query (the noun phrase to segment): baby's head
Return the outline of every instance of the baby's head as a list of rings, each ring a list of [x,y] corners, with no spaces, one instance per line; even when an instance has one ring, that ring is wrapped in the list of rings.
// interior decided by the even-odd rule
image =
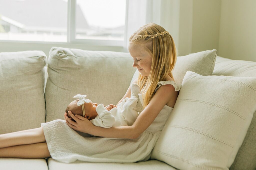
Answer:
[[[84,117],[90,120],[94,119],[98,115],[98,113],[96,111],[96,108],[98,105],[97,103],[93,103],[90,100],[89,100],[91,102],[88,103],[85,102],[83,104],[84,108],[85,115]],[[79,106],[77,106],[77,102],[79,101],[79,99],[74,100],[67,107],[66,112],[67,113],[68,116],[69,117],[72,119],[71,116],[68,113],[69,111],[72,112],[74,115],[75,114],[78,114],[83,116],[82,106],[81,105]]]

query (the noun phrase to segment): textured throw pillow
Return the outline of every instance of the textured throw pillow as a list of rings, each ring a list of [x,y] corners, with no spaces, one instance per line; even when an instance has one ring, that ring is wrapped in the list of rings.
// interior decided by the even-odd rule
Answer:
[[[212,75],[256,77],[256,62],[231,60],[217,56]],[[256,170],[255,141],[256,112],[229,170]]]
[[[173,70],[175,82],[181,84],[187,71],[193,71],[203,75],[211,75],[214,68],[217,54],[217,50],[213,49],[177,57]],[[138,71],[136,70],[130,84],[138,78],[139,73]]]
[[[182,169],[228,170],[256,110],[256,79],[188,71],[151,158]]]
[[[41,51],[0,53],[0,134],[39,127],[45,122],[47,62]]]
[[[98,104],[116,104],[134,73],[129,53],[53,47],[45,88],[46,122],[64,119],[68,105],[78,94]]]

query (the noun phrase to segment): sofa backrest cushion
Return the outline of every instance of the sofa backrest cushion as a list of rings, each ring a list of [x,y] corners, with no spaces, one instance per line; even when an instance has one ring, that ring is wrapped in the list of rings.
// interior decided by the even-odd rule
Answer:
*****
» **Instruction**:
Reproduce without any change the stretch of the data above from the line containing "query (the noun phrase to segment): sofa" through the last line of the data, both ends included.

» **Answer to this exercise**:
query (the noun phrase to segment): sofa backrest cushion
Return the outline of every instance of the sofa backrest cushion as a list of rings, each ring a list of [x,y] corners, with no spaces, one instance per line; even when an instance has one ring, that ring is wrapped in the list of rings.
// interior decided by the even-odd rule
Answer:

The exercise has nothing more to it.